■ **Activity**: Extend the passage below about Indy, the spaniel in training as a bushmeat detection dog, beginning after its final sentence.
------ Document passage ------
Indy is being trained to detect bushmeat which is informally slaughtered wild animals eaten by people. It’s a major cause of wildlife loss in Africa including primates, incidentally. Indy is a 14-week-old springer spaniel and she is in the early stages of her training to be the first bushmeat detection dog for Dogs4wildlife, an organisation based in the UK and therefore they ship the dogs out to Africa when they are trained.
She expects to finish training when she’s about 18-months-old. In the photograph you see her at Safari Zoo, Cumbria, UK, getting used to the smell and appearance of the kind of animals that she would have to interact with in her duties. Although I don’t expect to meet a lioness face-to-face in the wild! She should be assigned to the Zambezi Elephant Fund at a busy checkpoint on one of the reserves in Africa.
Dogs4wildlife provide highly trained dogs for anti-poaching canine units to protect wildlife. They currently have nine dogs operating in different wildlife reserves and parks across four African countries.
------ Dataset extract ------
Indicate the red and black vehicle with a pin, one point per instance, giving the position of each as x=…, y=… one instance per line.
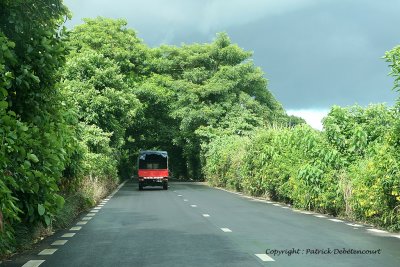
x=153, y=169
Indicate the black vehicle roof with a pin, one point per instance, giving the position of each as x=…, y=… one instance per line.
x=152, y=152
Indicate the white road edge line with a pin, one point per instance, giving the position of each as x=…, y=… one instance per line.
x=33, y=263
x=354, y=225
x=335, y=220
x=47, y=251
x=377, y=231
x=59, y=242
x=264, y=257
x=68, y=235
------
------ Dataset extract ------
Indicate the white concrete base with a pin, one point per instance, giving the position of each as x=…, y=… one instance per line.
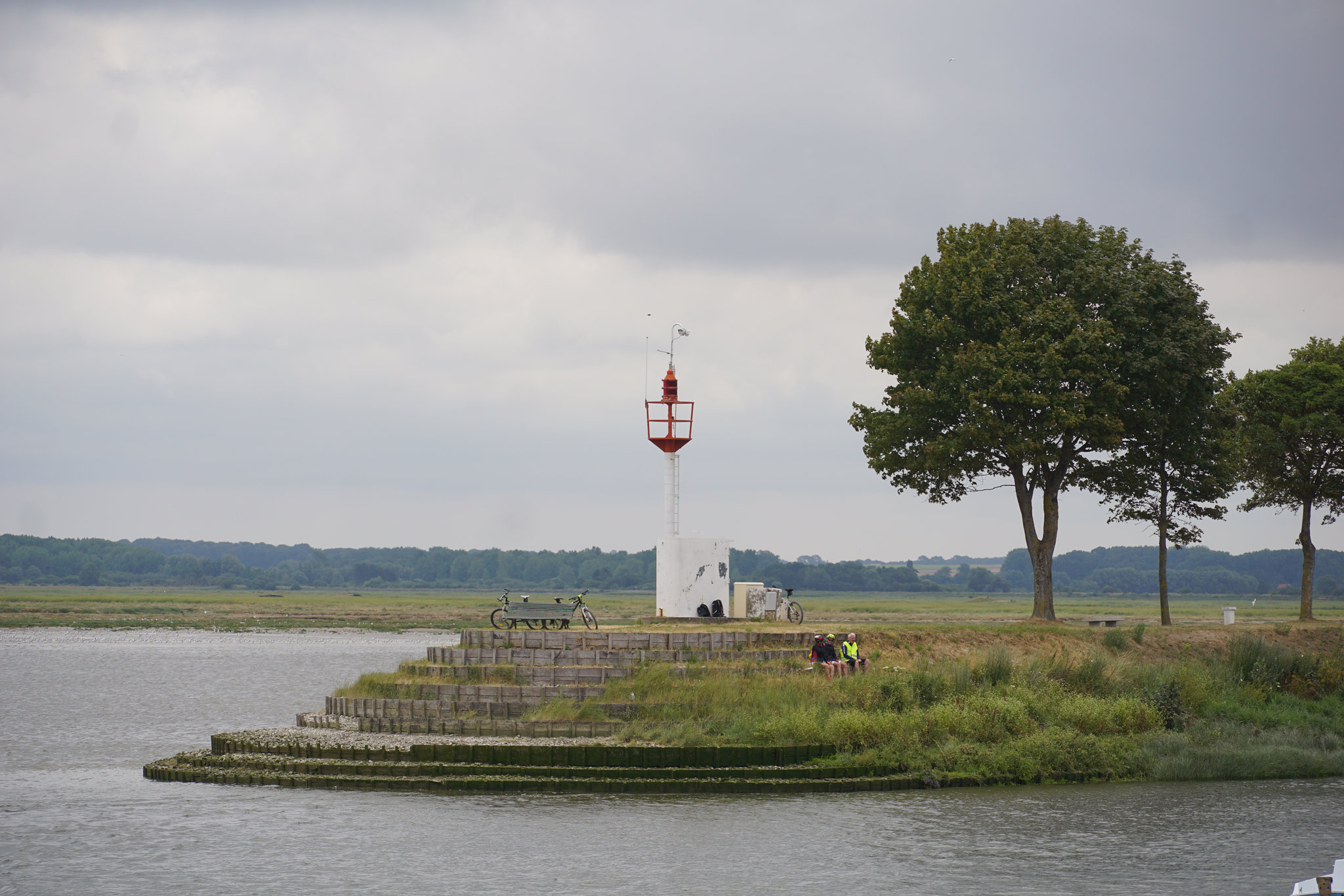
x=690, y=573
------
■ **Exercise answer**:
Bushmeat
This is a bit about bushmeat. It is the flesh of wild animals hunted by people to be eaten by those people or sold. It is often smoked to preserve it and sold as a product by the inhabitants of tropical forest regions in Africa, Asia and South America.
Large numbers of animals are killed for bushmeat and it affects those animals’ survivability. It is thought that the numbers are unsustainable in West and Central Africa. It is a threat to biodiversity and might cause the extinction of some animals. The informality of their slaughter is a potential source of transmission of major diseases from animals to people (zoonotic diseases). There are fears that a second pandemic may start in Africa.
Another phrase for bushmeat is “wild meat”. There is pressure on countries to curtail it in the interests of conservation through enforced legislation. Poor people sometimes rely on it for dietary protein. Worldwide, more than 1,000 species are affected by bushmeat. Bushmeat hunters prefer to kill large species simply because there’s more meat on them.
In West and Central Africa it is estimated that 1 to 5 million tonnes of bush meat are harvested per year as at the turn of the 21st century.